> **THE TASK**: Your task is to write out exactly the lines from the line containing "Where can the white sky" through the end of the records, inclusive at both ends.

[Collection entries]
####

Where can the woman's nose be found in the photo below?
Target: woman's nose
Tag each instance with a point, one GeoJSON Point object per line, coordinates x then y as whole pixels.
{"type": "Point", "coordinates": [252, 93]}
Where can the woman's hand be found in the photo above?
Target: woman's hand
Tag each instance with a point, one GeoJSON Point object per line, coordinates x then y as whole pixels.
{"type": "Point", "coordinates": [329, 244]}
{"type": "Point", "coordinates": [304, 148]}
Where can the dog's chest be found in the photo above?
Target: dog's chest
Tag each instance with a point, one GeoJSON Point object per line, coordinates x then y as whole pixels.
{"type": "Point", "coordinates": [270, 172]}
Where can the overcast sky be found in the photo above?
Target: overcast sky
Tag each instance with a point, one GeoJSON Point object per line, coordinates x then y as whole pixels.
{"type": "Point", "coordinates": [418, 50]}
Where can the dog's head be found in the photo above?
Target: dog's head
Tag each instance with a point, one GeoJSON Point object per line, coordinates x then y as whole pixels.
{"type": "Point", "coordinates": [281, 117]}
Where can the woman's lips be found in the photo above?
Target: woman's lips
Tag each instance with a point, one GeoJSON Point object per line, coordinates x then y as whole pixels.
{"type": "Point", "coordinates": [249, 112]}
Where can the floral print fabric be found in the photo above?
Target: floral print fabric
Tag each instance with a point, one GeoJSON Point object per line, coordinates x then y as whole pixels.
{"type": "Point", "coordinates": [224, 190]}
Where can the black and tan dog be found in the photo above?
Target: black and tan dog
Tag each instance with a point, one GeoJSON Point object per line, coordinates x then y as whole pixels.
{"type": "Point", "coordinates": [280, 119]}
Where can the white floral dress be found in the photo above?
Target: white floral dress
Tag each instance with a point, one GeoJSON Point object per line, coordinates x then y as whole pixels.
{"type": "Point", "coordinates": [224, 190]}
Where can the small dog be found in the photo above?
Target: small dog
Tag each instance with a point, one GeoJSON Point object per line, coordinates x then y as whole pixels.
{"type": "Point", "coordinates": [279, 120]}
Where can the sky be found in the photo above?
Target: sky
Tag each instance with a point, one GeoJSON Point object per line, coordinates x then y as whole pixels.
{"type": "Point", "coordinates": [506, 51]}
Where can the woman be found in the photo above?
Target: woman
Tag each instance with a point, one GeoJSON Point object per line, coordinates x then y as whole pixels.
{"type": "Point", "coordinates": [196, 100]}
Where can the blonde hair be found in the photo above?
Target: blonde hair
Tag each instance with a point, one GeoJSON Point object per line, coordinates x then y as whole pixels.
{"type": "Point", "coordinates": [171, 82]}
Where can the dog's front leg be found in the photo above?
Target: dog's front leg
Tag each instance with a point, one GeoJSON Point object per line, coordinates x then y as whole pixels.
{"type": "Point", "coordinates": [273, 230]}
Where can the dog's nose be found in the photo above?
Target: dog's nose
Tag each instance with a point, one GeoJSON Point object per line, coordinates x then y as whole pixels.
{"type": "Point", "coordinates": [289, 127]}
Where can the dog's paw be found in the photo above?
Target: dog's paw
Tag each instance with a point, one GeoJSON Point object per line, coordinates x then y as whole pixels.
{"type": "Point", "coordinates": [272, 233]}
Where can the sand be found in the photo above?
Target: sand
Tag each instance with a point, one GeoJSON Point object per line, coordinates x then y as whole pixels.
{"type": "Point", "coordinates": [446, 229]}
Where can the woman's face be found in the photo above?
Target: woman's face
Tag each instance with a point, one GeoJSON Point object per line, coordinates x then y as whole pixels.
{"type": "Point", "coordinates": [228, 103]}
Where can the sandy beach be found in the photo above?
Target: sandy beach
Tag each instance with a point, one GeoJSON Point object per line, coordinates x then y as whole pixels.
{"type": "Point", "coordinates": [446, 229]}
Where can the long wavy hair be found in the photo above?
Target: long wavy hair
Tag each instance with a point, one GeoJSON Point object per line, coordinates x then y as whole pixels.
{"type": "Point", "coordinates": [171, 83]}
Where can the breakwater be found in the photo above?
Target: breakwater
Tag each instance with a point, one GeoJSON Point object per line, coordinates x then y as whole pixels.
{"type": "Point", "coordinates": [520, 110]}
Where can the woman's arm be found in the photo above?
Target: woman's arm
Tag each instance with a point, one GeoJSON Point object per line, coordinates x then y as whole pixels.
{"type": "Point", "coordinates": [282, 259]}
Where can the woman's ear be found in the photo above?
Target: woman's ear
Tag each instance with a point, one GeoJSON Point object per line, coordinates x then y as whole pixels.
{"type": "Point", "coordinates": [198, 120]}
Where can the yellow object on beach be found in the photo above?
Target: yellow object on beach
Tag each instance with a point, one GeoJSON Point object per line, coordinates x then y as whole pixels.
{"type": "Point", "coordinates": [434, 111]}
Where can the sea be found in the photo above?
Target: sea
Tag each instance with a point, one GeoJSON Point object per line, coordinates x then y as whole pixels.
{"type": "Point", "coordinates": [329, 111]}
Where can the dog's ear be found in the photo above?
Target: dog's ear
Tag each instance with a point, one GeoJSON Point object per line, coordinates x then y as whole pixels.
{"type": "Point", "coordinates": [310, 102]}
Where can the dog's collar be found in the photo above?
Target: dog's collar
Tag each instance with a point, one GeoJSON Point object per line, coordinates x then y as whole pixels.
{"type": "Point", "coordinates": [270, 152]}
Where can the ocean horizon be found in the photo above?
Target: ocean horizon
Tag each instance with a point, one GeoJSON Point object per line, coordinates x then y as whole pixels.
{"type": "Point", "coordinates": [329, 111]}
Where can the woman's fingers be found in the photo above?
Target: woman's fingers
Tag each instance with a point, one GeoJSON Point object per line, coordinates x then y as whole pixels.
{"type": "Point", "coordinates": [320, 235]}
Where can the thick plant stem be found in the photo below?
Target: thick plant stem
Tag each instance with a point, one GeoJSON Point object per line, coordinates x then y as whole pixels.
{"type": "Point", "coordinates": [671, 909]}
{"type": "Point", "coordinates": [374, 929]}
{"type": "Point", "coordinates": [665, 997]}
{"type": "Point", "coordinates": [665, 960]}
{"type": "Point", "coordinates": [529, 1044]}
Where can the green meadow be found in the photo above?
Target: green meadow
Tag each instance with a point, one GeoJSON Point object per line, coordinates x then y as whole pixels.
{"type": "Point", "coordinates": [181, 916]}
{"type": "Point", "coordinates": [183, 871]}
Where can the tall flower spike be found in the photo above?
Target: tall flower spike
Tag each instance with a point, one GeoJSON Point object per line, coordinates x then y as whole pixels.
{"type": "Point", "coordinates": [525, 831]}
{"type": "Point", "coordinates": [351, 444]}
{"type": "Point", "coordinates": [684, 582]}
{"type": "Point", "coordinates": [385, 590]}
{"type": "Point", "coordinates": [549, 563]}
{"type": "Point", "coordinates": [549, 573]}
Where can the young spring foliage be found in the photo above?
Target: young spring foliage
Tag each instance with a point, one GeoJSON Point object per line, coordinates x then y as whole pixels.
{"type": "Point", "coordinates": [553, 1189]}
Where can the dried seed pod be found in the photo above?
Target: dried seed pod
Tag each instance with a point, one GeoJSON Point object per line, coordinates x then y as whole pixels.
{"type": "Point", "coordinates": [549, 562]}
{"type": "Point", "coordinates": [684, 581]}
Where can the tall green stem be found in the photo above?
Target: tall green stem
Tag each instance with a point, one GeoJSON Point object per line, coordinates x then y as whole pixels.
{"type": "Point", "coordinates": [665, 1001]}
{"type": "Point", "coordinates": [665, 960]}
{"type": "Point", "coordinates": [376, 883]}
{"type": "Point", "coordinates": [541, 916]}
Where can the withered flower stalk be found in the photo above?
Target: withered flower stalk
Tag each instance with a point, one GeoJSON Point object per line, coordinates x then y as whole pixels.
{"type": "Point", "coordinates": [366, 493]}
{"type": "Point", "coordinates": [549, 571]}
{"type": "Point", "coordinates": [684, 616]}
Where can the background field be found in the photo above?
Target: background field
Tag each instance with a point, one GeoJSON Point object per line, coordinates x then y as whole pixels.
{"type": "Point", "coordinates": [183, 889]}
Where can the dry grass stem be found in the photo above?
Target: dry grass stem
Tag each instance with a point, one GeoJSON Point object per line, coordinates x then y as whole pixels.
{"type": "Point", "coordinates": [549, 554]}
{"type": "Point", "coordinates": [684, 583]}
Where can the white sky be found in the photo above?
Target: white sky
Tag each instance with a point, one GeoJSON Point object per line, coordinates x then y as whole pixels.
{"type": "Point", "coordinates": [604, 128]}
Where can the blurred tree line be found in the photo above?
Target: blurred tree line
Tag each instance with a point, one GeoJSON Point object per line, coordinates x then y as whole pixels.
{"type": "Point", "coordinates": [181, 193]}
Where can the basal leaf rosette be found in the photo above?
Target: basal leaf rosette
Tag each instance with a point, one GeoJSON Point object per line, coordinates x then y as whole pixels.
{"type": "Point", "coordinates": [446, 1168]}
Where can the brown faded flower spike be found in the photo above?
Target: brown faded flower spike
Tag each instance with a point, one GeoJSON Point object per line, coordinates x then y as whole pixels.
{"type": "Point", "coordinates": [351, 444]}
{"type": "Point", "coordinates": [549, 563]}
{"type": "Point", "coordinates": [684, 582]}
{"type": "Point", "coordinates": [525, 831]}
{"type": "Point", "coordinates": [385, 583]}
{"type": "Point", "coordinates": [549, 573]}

####

> **TASK RESPONSE**:
Where can the white sky be found in the photo above?
Target: white sky
Tag each instance with a point, one GeoJSON Point object per line, coordinates x then y as whole pixels.
{"type": "Point", "coordinates": [604, 128]}
Where can the blurred tree line be found in the photo above?
Target: blurred tree line
Tag each instance with a point, one GeoJSON Point object per line, coordinates x then y as whole pixels.
{"type": "Point", "coordinates": [181, 193]}
Where can the basal leaf rosette be found in the photo above?
Target: basal leaf rosette
Tag each instance with a point, one GeoJSON Point object per line, coordinates x then y as whole pixels.
{"type": "Point", "coordinates": [446, 1168]}
Where can the brown faded flower spike be found in the photo above?
Target: brown faded flower spike
Tag each instance with a point, one GeoJSON Point object per line, coordinates x then y as whole pixels.
{"type": "Point", "coordinates": [351, 444]}
{"type": "Point", "coordinates": [549, 563]}
{"type": "Point", "coordinates": [684, 582]}
{"type": "Point", "coordinates": [525, 831]}
{"type": "Point", "coordinates": [385, 583]}
{"type": "Point", "coordinates": [549, 573]}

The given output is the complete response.